## [TASK OBJECTIVE]
Which lines in the listing below contain the string "flipper"? Find each one and copy it out in full.

## [RAW RECORDS]
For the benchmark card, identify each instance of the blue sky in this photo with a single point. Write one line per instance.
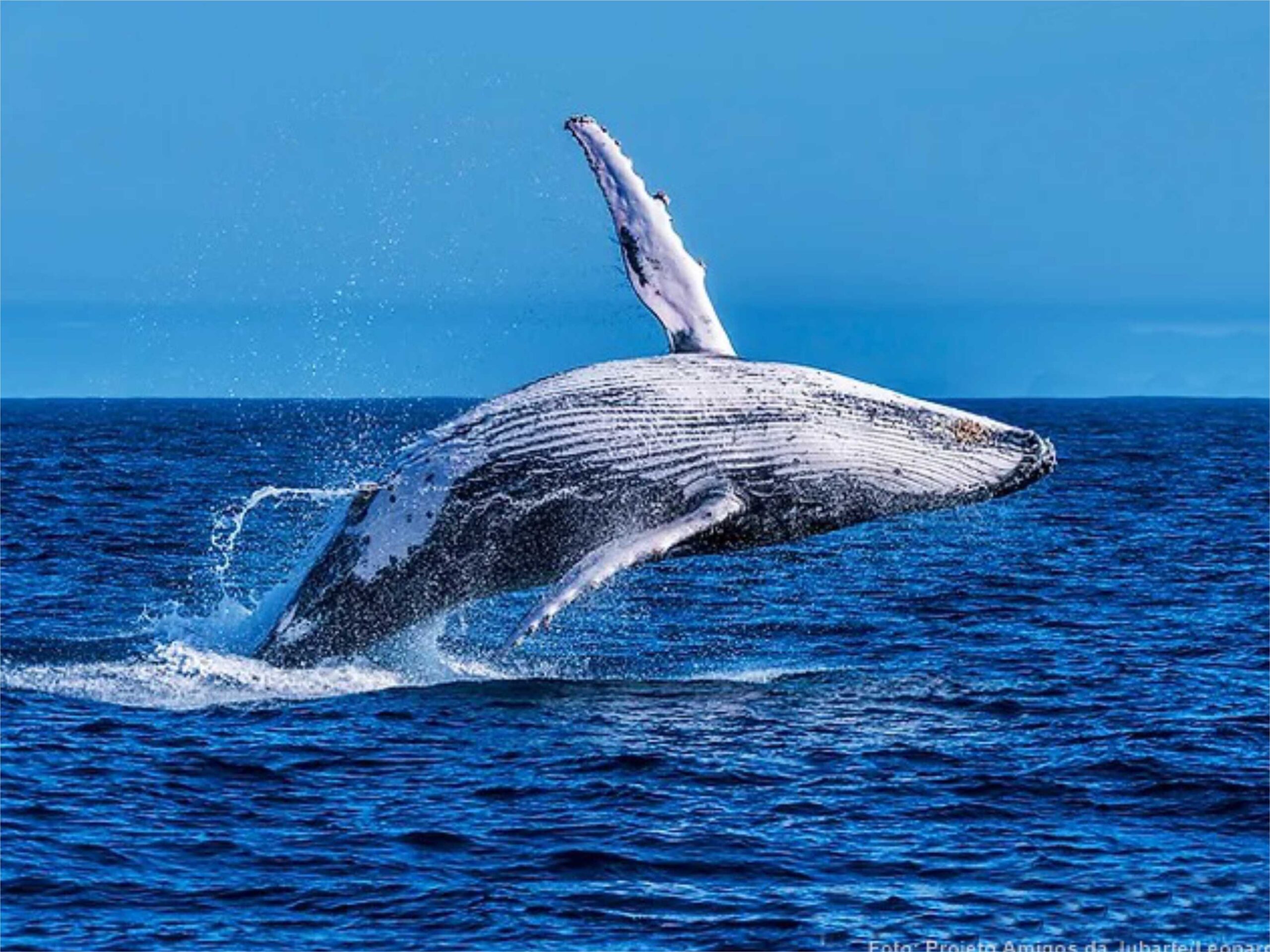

* * *

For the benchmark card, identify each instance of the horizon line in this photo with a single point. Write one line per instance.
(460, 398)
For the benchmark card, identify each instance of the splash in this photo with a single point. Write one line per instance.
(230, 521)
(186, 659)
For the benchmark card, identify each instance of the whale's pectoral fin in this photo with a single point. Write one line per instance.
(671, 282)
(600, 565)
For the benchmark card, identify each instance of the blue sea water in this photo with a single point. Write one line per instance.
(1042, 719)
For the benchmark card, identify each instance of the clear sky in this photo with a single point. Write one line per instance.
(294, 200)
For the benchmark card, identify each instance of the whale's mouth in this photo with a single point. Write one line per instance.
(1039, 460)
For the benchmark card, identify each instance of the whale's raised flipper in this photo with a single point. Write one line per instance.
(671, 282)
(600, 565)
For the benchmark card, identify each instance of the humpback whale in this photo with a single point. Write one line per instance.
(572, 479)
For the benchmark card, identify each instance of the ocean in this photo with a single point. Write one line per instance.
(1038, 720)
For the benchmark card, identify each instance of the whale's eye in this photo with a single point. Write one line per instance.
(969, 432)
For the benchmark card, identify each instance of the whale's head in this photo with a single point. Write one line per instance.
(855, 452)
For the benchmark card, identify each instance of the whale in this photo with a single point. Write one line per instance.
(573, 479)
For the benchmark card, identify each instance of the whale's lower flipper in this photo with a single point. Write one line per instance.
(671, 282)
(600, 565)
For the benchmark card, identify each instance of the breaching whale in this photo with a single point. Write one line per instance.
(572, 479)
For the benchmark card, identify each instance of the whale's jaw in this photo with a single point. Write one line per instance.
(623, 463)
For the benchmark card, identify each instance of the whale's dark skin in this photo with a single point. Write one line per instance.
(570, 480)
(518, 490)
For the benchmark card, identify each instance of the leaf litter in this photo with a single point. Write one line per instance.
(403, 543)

## [WRITTEN SOLUTION]
For the benchmark card, identify each instance of the whale's raised flipper in this photo with a single point. Write one line per instance.
For the benchmark card, identify each instance of the whale's lower flipper in this photo with a single point. Write one line per instance.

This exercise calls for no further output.